**Excerpts from a point labeling dataset:**
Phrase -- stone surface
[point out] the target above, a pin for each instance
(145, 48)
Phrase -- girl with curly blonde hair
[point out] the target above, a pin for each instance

**Instructions to follow:** Swap "pin" for "marker" everywhere in the entries above, and write those lines out again with nothing else changed.

**Answer for the task:**
Phrase -- stone surface
[point out] the target above, a marker for each instance
(145, 48)
Phrase -- girl with curly blonde hair
[point out] the target above, a marker for each instance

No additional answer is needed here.